**PROBLEM STATEMENT**
If a line in the records below holds the word "large", copy it.

**MATERIAL TO PROCESS**
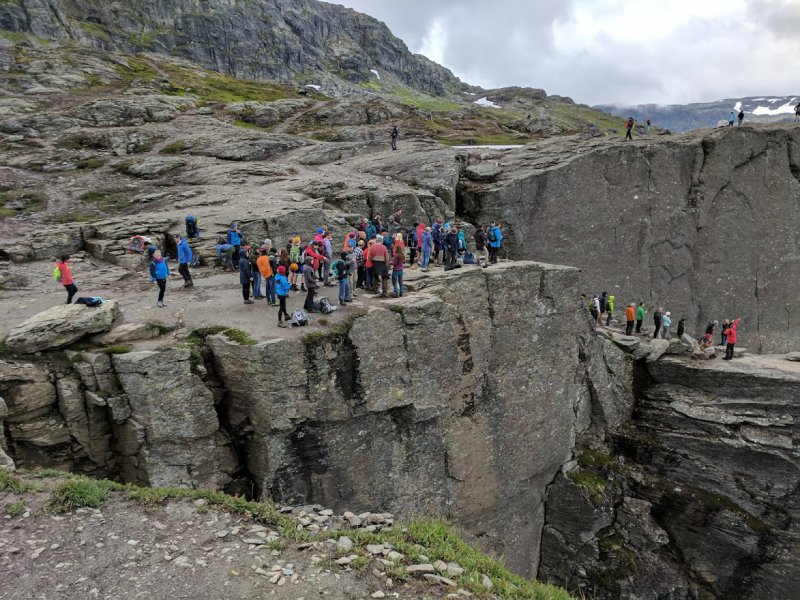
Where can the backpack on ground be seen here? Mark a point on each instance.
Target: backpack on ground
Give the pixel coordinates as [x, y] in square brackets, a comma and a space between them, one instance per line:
[325, 306]
[89, 300]
[192, 228]
[299, 318]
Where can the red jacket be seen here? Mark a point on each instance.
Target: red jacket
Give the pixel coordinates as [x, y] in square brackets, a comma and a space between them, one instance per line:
[730, 332]
[66, 274]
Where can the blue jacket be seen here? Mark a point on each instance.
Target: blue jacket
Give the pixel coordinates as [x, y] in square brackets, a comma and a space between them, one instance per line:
[499, 236]
[245, 274]
[234, 239]
[184, 252]
[159, 270]
[281, 285]
[427, 242]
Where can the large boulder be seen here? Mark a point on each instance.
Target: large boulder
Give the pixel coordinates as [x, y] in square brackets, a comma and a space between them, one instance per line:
[60, 326]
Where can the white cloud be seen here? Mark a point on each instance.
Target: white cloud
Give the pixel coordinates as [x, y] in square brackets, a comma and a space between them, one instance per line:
[603, 51]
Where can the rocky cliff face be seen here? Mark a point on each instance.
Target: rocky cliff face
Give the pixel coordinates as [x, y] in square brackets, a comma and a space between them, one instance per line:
[263, 39]
[704, 225]
[463, 401]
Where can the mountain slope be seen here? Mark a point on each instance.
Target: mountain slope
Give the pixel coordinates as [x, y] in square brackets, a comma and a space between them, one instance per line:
[282, 40]
[684, 117]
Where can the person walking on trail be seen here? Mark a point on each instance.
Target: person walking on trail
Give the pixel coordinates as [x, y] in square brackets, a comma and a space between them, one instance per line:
[245, 275]
[629, 128]
[184, 259]
[63, 274]
[310, 280]
[666, 321]
[630, 317]
[730, 335]
[610, 312]
[282, 289]
[640, 313]
[657, 321]
[159, 273]
[495, 237]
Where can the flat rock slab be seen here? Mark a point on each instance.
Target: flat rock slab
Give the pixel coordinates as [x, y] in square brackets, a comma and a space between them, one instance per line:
[60, 326]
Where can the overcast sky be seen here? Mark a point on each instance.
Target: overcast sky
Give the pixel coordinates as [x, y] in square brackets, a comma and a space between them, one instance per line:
[608, 51]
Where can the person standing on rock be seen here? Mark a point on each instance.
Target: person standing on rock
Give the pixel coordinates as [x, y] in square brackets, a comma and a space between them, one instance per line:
[657, 321]
[630, 316]
[65, 277]
[640, 312]
[159, 273]
[495, 237]
[310, 280]
[379, 256]
[730, 335]
[282, 289]
[666, 321]
[184, 259]
[245, 276]
[234, 238]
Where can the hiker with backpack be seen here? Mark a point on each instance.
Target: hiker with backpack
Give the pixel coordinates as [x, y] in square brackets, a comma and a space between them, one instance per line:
[310, 281]
[245, 275]
[398, 264]
[63, 275]
[184, 258]
[282, 290]
[495, 237]
[159, 273]
[480, 246]
[192, 227]
[341, 270]
[427, 247]
[234, 238]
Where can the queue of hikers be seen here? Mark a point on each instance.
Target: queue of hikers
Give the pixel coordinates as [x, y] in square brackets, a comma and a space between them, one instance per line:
[601, 308]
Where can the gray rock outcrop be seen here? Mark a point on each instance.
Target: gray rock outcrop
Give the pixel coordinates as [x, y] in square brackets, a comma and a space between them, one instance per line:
[60, 326]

**PROBLEM SOLUTION**
Where can the large boulder be seen here? Mark a point on each instance.
Target: large boulder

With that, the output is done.